■ **Objective**: Count the lines in the material below that contain the string "cyclist", and reply with only that number.

■ **Listed records**:
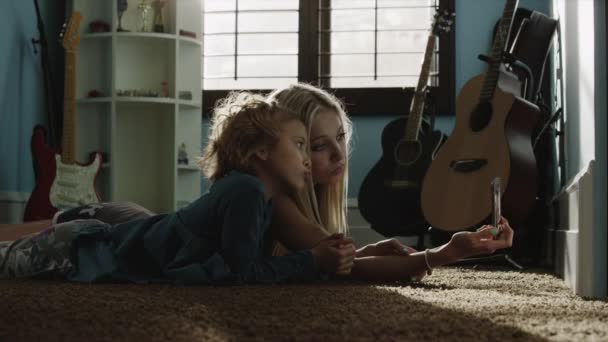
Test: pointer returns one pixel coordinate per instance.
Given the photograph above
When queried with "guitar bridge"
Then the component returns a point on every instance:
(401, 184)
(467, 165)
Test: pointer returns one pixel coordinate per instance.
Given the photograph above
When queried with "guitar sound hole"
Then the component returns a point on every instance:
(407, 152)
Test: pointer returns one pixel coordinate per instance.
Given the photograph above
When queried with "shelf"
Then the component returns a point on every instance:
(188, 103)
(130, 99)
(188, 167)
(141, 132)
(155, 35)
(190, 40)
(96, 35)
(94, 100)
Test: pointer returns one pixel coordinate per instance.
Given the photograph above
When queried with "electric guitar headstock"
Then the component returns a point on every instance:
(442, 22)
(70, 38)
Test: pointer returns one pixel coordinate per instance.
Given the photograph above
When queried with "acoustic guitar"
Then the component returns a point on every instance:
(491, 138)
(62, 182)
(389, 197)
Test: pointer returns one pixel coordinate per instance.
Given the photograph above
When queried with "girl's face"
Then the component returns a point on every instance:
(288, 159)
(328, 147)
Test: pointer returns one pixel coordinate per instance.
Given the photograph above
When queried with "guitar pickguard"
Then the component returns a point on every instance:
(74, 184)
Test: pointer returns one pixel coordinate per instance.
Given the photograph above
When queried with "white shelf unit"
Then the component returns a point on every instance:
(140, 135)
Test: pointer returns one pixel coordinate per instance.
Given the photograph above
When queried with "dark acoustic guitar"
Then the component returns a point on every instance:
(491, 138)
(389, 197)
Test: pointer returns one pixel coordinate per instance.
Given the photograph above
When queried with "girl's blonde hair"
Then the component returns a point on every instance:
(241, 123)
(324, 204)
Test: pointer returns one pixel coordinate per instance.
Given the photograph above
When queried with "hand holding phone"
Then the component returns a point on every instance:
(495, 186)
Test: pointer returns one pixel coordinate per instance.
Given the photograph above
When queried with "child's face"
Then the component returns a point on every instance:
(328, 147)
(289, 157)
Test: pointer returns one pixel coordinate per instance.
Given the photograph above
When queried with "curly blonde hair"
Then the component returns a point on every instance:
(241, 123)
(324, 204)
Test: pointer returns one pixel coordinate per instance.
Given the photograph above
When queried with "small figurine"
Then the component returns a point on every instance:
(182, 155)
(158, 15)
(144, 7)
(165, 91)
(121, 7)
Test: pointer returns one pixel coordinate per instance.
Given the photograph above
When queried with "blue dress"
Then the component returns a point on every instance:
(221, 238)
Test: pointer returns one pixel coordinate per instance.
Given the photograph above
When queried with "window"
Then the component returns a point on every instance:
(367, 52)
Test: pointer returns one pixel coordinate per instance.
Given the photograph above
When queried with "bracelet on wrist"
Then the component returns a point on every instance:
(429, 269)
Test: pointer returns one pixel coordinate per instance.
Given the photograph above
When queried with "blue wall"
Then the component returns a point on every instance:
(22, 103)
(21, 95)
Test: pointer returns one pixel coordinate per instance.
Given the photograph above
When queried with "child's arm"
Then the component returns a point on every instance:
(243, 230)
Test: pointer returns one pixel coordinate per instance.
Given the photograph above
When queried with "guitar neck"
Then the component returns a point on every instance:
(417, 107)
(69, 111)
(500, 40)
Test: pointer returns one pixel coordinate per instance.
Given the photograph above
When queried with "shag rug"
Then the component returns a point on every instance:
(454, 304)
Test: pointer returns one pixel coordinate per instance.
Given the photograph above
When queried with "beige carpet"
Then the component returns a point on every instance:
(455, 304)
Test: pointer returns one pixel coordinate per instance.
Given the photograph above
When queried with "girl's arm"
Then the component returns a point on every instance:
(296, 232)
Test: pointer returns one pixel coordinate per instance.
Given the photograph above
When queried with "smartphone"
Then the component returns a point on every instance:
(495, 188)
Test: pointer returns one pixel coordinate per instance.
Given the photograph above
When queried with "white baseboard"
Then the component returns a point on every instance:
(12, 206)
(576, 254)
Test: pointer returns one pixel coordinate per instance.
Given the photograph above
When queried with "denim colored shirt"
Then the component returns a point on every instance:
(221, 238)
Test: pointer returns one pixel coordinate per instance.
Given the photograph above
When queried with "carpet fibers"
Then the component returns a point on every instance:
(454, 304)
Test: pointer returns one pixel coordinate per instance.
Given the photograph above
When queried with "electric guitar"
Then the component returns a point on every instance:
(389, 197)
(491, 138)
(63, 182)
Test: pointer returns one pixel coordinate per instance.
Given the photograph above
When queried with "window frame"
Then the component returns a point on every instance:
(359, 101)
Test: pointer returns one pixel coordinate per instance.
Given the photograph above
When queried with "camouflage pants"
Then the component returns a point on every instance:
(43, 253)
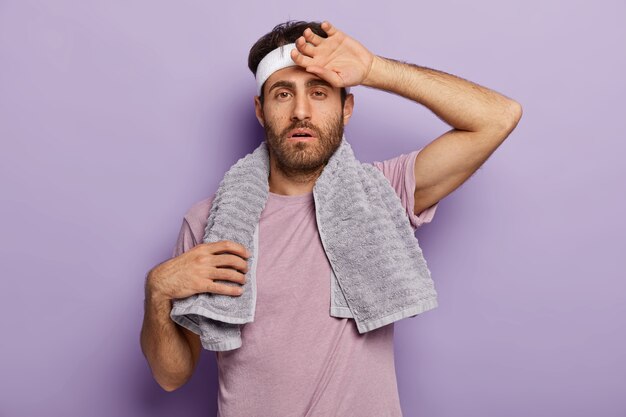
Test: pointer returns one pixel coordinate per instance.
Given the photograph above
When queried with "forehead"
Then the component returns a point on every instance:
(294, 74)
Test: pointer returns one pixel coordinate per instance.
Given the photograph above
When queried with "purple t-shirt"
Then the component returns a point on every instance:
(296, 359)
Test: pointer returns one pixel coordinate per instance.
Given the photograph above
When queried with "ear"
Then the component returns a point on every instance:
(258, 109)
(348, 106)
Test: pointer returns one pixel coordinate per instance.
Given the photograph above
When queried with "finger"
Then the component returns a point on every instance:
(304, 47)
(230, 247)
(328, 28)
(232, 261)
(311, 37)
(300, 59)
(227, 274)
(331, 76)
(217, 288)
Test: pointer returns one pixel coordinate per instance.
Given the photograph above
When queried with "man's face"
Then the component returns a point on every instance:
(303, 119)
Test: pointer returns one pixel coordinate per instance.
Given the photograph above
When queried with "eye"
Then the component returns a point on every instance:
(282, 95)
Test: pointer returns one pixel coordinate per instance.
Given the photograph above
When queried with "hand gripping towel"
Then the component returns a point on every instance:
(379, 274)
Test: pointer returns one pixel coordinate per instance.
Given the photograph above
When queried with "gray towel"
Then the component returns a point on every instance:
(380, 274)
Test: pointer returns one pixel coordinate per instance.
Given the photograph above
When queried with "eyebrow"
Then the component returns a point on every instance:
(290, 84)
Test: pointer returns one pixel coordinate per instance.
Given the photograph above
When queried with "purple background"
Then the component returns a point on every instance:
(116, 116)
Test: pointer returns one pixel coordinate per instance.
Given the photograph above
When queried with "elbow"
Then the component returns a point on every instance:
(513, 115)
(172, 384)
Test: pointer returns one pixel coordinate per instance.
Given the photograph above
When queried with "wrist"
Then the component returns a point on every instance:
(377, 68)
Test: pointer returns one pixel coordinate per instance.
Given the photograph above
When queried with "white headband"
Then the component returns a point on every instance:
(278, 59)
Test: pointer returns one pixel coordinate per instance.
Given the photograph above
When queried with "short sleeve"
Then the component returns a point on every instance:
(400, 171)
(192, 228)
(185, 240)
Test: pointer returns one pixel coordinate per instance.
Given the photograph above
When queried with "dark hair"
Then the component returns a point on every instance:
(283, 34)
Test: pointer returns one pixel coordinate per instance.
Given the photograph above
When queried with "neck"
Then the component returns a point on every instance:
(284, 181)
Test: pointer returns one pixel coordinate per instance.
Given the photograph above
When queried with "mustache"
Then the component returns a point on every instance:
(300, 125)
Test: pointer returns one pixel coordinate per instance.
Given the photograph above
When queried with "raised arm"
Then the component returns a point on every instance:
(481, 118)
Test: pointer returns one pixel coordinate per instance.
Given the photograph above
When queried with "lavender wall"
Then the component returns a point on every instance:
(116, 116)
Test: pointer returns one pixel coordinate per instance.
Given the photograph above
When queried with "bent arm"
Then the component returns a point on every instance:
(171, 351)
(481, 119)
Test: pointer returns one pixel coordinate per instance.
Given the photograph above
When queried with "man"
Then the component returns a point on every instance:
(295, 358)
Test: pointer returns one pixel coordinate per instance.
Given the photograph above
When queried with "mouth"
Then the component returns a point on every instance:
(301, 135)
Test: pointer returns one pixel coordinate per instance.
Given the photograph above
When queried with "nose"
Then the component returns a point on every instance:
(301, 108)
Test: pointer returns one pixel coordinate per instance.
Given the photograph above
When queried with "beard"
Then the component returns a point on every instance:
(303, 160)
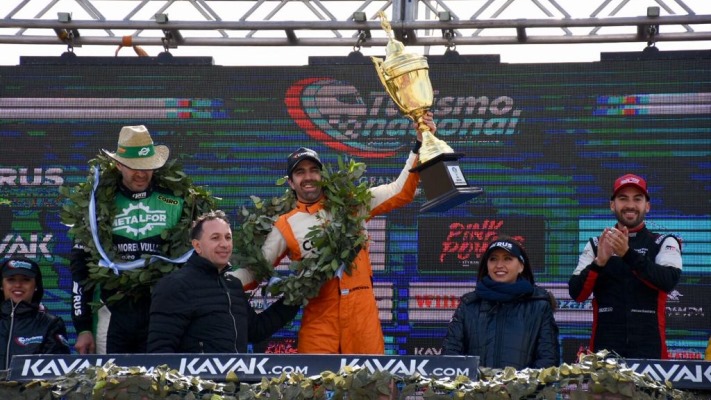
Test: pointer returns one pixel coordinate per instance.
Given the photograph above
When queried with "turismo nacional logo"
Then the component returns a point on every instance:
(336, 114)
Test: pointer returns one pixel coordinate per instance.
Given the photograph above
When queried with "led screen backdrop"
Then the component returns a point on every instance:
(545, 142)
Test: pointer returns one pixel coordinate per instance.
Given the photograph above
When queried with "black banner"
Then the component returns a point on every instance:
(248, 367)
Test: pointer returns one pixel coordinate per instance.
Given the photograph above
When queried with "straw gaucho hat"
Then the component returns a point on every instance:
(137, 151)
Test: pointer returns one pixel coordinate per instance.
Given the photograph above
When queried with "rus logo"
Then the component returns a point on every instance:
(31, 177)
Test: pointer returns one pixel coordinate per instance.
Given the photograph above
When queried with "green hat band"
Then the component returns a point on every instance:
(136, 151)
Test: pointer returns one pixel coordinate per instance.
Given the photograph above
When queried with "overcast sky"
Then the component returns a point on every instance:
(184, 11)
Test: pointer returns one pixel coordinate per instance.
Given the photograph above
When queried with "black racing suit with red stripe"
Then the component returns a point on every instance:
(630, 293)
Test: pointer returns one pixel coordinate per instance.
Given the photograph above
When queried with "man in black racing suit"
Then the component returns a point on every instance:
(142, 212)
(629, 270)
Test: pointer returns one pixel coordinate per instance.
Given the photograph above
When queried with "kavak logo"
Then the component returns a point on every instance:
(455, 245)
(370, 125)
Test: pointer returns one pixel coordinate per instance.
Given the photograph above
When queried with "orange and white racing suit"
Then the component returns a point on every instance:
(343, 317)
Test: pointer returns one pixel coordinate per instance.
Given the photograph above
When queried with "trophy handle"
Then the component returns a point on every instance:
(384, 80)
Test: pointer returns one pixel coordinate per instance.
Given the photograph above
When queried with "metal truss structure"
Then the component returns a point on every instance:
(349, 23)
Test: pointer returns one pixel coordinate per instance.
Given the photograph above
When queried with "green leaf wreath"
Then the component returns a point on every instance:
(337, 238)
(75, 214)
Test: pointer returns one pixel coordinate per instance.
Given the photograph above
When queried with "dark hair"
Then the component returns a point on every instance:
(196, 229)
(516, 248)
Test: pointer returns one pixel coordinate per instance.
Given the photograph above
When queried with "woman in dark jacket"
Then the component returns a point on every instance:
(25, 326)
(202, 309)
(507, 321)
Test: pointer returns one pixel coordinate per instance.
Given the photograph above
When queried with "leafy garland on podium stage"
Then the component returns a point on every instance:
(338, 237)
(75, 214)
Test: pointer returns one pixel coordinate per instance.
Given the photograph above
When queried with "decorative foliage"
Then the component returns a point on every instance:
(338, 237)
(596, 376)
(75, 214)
* * *
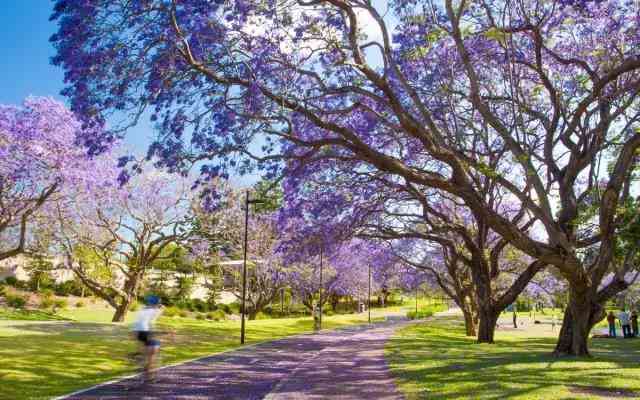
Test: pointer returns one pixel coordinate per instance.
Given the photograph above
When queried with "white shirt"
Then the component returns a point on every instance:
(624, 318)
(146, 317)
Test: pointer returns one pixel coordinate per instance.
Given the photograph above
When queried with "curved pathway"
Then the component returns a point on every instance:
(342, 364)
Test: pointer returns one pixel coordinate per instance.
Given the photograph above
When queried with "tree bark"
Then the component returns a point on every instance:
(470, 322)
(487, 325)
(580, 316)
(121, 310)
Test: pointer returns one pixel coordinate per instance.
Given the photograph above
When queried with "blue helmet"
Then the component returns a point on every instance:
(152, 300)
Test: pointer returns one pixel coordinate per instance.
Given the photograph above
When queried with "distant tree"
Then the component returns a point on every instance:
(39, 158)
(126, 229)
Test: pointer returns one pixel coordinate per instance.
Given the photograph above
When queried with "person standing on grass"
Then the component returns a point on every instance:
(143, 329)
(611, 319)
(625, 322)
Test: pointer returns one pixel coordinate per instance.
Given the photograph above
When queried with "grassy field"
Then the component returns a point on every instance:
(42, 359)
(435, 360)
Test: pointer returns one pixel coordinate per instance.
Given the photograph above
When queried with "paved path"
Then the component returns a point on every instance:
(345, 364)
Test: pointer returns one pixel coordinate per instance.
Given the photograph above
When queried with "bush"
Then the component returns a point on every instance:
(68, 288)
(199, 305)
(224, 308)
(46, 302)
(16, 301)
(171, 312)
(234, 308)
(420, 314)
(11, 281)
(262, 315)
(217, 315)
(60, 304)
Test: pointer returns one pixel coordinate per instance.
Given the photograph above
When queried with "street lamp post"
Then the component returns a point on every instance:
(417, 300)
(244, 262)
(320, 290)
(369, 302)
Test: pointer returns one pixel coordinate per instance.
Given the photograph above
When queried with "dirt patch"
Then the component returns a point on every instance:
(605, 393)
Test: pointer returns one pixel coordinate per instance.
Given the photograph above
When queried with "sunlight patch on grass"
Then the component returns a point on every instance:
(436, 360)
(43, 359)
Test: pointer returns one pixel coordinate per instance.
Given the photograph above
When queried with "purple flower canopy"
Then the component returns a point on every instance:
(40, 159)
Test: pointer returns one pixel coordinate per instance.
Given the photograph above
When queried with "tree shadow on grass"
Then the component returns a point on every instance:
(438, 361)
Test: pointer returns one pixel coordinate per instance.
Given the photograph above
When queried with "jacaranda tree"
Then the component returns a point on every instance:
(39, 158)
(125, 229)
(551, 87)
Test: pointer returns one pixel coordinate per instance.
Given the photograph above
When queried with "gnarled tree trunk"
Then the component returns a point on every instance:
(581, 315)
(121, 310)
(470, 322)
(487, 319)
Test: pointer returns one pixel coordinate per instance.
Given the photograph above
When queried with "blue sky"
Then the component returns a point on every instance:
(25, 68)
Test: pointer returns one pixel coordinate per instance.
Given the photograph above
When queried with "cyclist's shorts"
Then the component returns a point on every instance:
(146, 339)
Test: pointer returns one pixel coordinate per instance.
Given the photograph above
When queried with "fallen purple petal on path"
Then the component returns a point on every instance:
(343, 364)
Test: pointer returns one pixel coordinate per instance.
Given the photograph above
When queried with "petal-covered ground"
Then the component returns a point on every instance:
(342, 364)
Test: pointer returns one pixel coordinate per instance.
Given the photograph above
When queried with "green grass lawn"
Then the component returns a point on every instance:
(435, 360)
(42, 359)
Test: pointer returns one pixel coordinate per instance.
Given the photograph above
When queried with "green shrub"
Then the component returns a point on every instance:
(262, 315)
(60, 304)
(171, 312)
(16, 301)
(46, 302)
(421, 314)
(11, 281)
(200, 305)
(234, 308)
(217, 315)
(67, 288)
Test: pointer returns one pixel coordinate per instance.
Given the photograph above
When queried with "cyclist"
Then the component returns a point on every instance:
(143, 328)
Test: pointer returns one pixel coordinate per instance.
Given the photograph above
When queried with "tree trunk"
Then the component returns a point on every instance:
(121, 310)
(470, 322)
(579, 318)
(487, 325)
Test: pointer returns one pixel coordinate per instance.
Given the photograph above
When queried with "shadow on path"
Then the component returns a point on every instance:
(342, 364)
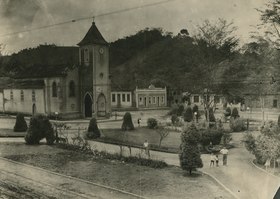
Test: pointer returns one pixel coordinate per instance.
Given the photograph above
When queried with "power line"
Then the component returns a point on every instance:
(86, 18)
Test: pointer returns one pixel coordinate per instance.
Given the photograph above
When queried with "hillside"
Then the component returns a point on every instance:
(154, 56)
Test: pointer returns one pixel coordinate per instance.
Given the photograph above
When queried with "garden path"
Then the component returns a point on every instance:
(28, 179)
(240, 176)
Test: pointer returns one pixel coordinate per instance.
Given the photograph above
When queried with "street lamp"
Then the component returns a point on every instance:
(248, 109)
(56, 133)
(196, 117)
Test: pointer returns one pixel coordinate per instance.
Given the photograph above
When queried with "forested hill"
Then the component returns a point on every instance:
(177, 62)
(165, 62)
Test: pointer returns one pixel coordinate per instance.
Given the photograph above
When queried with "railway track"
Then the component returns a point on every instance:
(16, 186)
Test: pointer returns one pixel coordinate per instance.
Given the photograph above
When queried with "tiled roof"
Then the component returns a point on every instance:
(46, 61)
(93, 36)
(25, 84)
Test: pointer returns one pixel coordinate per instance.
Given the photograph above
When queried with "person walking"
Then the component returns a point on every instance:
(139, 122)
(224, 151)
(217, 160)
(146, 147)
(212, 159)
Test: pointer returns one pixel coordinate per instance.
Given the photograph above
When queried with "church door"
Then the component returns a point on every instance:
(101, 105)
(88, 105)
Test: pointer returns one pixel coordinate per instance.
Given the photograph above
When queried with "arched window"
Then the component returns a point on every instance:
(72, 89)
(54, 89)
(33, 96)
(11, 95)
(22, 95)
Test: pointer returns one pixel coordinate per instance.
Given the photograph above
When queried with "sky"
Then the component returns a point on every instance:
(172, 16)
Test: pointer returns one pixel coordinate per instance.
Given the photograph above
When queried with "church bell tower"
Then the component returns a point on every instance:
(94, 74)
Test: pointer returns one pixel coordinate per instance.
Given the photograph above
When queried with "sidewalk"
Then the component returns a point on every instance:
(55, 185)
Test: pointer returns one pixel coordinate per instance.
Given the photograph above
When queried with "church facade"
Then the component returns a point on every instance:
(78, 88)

■ **Written response**: 2